GOAL ▸ Set down exactly, and only, the lines from the one with "# point at: finger" to the final line of the entries, both included.

Records from a point labeling set ▸

====

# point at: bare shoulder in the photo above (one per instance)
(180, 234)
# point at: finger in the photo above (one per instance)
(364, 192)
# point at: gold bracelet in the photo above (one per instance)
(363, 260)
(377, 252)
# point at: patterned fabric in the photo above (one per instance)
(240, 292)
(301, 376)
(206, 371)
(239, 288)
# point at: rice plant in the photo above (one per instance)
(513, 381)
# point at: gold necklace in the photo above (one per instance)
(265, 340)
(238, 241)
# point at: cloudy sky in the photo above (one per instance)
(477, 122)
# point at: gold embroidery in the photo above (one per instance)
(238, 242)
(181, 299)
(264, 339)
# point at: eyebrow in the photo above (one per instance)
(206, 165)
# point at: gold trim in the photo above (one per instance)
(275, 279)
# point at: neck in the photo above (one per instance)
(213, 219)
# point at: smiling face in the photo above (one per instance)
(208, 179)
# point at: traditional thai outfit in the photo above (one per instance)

====

RESULT OF THIS EXERCISE ▸
# point at: finger in the photo above (one per instance)
(364, 192)
# point at: gold bracelet in the photo above (one per instance)
(363, 260)
(377, 252)
# point at: patterned fabric in the photo above (one per instance)
(240, 292)
(301, 376)
(206, 371)
(239, 288)
# point at: rice plant in the photo above (one per instance)
(513, 381)
# point at: gold necklace in the photo above (one per instance)
(265, 340)
(238, 241)
# point at: cloudy sky in the photo above (one per instance)
(477, 122)
# point at: gold embroidery in the photo above (one per instance)
(238, 242)
(181, 299)
(264, 339)
# point at: eyebrow in the photo above (one per instance)
(206, 165)
# point at: gold trim in the photo above (one per instance)
(275, 279)
# point at: neck in the photo above (one per instance)
(213, 219)
# point at: smiling face in the photo above (one per instance)
(208, 179)
# point at: traditional thai outfit in the photo above (one per instance)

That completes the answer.